→ About this exercise
The required result is each line of the entries below containing the string "output".

[Spatial localization data]
:::

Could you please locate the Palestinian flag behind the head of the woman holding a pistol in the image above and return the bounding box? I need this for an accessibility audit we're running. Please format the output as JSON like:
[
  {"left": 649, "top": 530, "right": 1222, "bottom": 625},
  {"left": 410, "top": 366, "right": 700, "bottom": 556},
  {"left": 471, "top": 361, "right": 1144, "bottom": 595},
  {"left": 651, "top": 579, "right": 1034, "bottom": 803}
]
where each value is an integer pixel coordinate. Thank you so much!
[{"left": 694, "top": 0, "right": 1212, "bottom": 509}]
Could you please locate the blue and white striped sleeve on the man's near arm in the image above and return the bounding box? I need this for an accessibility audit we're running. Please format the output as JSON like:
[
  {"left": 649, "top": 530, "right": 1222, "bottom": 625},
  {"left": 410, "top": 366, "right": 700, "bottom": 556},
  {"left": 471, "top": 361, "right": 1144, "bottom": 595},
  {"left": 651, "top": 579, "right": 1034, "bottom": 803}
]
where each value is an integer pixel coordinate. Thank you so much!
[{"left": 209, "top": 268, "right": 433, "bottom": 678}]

:::

→ Your response
Could you please locate the Palestinian flag behind the head of the woman holding a pistol in the image above and return the bounding box? I need this for an accessibility audit we're running. Please format the output as JSON like:
Could you please locate the blue and white striped sleeve on the man's near arm in the image above and return the bounding box? I need this for an accessibility audit we're running. Please format the output as JSON like:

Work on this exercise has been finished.